*Opdrachten*.
1. Klopt elk van de volgende uitspraken met het fragment over antroposofie? Antwoord per uitspraak met ja of nee en citeer letterlijk de woorden die de doorslag geven.
(a) Een overtuiging betekent in dit opzicht veel.
(b) Wat in de antroposofische beweging en de vereniging tot uiting komt, is vaak van buitenaf ingebracht.
(c) De levensader van de antroposofisch georiënteerde geesteswetenschap wordt sterk opgemerkt.
2. Noem alle soorten scholing die je volgens het fragment over antroposofie door deze geesteswetenschap kunt doormaken.
3. Neem uit het fragment over antroposofie letterlijk het stuk over van "Wat nu juist" tot en met "echt maar weinig.".

*Te lezen fragment*.

-------------------------

Ik zou niet durven beweren dat alle antroposofen voor het leven geschikte mensen zijn

Wat nu juist de levensader van de antroposofisch georiënteerde geesteswetenschap is, dat wordt zeer weinig opgemerkt. En het zal pas dan echt gemerkt worden, als men door deze geesteswetenschap een zodanige denk- en gevoels- en wilsscholing kan doormaken dat het iemand voor het leven niet ongeschikter, maar geschikter maakt. Ik wil zeker niet beweren dat tegenwoordig allen die antroposofie tot hun overtuiging (Duits: Glaubensbekenntnis) gemaakt hebben, voor het leven geschikte mensen zijn. Een overtuiging betekent in dit opzicht niet veel. Ik waag het werkelijk niet  te beweren dat alle antroposofen voor het leven bekwame mensen zijn. Maar ziet u, wat er in de antroposofische beweging en de vereniging tot uiting komt, dat is vaak wat er van buitenaf ingebracht wordt. Wat er van binnenuit ingebracht wordt, is tegenwoordig nog echt maar weinig.

-------------------------

[Annotaties voor segmentatie]
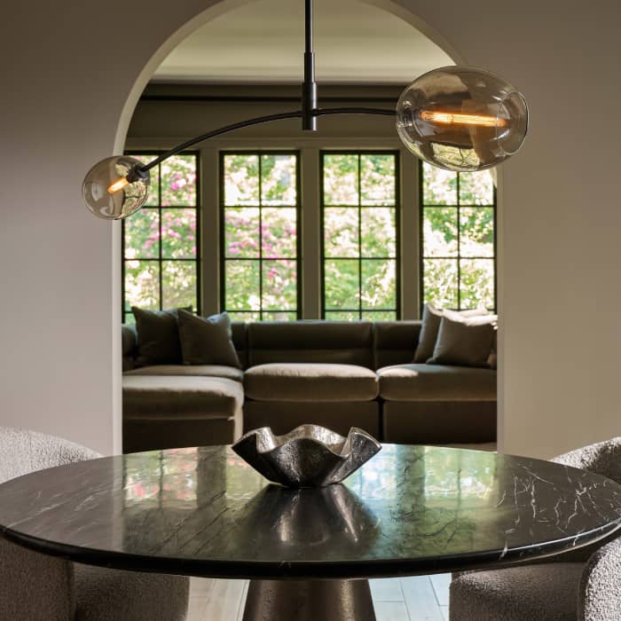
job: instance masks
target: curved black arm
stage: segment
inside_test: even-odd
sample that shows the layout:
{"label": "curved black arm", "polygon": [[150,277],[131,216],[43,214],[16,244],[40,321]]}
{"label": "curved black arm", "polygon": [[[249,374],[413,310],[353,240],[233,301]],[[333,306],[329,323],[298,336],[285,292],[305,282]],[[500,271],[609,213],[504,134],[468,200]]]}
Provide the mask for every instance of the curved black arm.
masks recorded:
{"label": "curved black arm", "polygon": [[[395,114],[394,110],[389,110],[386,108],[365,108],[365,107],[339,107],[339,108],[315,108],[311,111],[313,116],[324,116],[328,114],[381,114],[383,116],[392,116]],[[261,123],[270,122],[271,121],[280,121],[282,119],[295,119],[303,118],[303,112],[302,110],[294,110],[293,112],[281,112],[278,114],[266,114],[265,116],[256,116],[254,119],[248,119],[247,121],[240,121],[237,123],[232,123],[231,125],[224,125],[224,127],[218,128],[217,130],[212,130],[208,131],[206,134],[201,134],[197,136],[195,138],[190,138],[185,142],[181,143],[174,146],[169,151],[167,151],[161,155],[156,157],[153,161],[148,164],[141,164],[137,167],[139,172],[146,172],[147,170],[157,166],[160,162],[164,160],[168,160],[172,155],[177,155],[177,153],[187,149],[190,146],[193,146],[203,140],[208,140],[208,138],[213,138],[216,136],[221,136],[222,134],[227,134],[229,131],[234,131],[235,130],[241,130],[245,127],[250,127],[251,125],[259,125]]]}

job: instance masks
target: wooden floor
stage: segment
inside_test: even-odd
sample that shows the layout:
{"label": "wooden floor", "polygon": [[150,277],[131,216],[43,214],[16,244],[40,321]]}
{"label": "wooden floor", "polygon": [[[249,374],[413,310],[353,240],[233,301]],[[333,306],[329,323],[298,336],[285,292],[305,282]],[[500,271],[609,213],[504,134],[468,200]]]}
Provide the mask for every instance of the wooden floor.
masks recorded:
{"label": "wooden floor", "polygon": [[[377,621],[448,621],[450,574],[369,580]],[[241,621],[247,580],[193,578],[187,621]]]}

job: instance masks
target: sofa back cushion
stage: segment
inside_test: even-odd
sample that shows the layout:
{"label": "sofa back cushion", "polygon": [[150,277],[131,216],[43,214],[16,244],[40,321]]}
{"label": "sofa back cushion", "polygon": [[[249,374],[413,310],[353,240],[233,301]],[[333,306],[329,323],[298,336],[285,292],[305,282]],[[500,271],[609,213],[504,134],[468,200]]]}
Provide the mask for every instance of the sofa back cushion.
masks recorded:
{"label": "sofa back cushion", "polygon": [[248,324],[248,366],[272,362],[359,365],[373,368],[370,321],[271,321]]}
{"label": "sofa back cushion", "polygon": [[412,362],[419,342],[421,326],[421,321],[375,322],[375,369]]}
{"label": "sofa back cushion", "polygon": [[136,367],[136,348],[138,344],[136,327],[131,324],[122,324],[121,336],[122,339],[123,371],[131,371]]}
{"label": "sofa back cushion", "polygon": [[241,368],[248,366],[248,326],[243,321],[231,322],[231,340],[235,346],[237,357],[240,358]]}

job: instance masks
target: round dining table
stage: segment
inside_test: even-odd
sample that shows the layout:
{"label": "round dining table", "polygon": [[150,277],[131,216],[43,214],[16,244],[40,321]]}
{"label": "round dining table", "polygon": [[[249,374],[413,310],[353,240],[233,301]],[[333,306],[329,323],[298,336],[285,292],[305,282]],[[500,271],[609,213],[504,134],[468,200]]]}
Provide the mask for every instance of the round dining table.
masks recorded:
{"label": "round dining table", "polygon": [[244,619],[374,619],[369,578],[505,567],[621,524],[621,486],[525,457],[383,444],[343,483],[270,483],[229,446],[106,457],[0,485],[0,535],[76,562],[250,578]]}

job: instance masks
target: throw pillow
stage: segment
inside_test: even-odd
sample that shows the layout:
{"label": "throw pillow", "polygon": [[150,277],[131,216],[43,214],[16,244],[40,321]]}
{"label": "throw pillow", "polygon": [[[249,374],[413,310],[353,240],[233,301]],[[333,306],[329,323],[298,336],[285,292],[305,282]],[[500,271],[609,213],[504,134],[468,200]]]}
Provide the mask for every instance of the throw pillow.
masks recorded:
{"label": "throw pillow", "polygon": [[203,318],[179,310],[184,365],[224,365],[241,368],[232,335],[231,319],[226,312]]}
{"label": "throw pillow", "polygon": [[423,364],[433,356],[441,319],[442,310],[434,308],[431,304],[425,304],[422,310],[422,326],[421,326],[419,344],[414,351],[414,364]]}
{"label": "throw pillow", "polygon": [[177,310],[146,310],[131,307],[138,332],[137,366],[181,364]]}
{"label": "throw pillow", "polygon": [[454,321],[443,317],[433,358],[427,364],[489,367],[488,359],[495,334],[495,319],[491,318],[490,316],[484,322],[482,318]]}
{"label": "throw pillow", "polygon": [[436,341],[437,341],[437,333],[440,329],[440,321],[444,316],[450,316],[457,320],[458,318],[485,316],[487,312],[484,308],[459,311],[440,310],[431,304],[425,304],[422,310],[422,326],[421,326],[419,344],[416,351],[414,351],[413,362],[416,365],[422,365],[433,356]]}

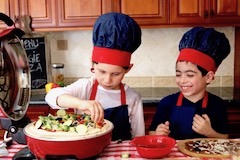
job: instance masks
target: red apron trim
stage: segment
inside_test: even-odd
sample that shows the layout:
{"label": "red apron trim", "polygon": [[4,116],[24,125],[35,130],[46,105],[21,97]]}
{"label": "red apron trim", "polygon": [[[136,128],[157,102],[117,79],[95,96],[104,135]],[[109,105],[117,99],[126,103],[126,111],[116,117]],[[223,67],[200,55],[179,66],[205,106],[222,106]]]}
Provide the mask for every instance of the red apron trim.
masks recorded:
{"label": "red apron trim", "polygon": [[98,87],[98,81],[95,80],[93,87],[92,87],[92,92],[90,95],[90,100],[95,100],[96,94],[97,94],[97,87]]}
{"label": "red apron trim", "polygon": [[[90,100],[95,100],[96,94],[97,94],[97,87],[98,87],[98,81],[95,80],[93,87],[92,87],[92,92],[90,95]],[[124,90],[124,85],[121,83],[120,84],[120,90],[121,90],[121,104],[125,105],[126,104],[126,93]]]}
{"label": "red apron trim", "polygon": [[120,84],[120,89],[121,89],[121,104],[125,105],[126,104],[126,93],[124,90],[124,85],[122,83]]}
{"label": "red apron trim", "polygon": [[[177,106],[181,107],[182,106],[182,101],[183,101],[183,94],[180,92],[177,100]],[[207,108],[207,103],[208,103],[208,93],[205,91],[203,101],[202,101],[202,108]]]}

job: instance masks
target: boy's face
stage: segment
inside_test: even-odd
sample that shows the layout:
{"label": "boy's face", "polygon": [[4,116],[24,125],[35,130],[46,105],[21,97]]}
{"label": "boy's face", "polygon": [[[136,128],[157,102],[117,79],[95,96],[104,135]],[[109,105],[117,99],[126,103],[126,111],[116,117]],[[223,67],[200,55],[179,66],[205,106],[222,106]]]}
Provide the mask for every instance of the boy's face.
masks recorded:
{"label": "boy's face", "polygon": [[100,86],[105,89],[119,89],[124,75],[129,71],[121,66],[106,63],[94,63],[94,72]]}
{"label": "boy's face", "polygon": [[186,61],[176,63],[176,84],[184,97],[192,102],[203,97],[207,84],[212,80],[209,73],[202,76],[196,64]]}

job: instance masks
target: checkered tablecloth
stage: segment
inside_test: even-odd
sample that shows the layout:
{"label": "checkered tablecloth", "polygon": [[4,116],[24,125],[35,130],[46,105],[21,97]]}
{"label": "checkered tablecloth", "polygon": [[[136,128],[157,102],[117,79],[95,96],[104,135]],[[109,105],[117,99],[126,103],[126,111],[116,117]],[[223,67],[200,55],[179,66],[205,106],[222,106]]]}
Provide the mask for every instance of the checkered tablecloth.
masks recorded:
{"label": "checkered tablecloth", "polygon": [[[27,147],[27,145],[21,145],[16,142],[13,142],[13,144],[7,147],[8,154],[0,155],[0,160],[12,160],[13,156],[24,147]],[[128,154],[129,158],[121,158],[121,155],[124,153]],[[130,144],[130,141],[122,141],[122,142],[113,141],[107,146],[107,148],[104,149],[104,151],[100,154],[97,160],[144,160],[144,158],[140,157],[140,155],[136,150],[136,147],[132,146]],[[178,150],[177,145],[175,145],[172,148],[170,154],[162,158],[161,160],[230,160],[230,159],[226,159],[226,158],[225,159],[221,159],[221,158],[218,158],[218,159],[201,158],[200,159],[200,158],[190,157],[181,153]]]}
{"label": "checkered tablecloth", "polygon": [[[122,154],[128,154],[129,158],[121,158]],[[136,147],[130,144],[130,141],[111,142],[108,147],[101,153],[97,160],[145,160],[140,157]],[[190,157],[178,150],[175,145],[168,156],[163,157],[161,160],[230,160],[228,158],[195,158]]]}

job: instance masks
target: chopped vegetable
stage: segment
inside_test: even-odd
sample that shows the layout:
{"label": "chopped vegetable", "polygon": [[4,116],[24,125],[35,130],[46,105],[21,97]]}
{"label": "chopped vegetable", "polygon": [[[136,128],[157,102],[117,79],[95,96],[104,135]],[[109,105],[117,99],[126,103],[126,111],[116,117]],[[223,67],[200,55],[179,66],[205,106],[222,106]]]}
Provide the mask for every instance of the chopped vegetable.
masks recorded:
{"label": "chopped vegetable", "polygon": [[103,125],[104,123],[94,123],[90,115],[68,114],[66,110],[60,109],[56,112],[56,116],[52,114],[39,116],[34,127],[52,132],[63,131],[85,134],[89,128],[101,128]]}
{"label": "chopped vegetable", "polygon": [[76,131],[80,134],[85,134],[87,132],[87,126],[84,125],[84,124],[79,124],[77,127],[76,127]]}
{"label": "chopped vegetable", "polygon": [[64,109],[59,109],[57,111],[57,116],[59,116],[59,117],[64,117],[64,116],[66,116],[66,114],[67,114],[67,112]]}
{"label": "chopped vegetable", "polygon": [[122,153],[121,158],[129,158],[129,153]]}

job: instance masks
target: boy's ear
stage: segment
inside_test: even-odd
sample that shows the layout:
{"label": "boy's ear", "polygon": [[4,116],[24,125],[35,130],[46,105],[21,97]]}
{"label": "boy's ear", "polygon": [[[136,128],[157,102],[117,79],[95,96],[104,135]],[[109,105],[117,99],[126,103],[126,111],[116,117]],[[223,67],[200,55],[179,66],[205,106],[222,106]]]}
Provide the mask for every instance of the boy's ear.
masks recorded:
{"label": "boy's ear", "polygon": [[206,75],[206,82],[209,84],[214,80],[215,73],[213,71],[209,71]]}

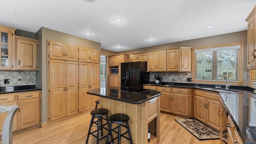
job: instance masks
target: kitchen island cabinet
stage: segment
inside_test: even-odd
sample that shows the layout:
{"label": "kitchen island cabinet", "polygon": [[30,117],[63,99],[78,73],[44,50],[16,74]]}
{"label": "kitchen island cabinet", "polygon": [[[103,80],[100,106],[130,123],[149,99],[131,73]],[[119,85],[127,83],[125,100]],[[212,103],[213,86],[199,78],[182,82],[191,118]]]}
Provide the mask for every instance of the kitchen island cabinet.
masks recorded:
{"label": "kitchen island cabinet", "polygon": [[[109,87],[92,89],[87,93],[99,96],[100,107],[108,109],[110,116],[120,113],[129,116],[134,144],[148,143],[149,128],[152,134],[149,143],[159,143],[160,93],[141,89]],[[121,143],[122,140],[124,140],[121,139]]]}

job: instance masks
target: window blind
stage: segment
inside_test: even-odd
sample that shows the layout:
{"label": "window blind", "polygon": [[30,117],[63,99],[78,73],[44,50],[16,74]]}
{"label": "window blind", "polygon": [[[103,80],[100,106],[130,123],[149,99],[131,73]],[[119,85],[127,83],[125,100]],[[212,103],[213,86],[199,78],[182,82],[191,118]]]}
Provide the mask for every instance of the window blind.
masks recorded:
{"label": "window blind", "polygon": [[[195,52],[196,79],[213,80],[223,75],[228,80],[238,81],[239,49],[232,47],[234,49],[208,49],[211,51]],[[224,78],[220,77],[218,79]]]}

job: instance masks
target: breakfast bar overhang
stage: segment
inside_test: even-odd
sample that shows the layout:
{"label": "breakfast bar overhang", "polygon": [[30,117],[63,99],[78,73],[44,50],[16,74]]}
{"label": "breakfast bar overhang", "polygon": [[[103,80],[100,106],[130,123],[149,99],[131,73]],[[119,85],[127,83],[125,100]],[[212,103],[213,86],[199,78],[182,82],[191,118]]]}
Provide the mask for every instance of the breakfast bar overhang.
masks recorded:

-------------------------

*Eindresultaten*.
1.
(a) Nee: "Een overtuiging betekent in dit opzicht niet veel."
(b) Ja: "dat is vaak wat er van buitenaf ingebracht wordt."
(c) Nee: "dat wordt zeer weinig opgemerkt."

2. Denkscholing, gevoelsscholing, wilsscholing.

3.
Wat nu juist de levensader van de antroposofisch georiënteerde geesteswetenschap is, dat wordt zeer weinig opgemerkt. En het zal pas dan echt gemerkt worden, als men door deze geesteswetenschap een zodanige denk- en gevoels- en wilsscholing kan doormaken dat het iemand voor het leven niet ongeschikter, maar geschikter maakt. Ik wil zeker niet beweren dat tegenwoordig allen die antroposofie tot hun overtuiging (Duits: Glaubensbekenntnis) gemaakt hebben, voor het leven geschikte mensen zijn. Een overtuiging betekent in dit opzicht niet veel. Ik waag het werkelijk niet  te beweren dat alle antroposofen voor het leven bekwame mensen zijn. Maar ziet u, wat er in de antroposofische beweging en de vereniging tot uiting komt, dat is vaak wat er van buitenaf ingebracht wordt. Wat er van binnenuit ingebracht wordt, is tegenwoordig nog echt maar weinig.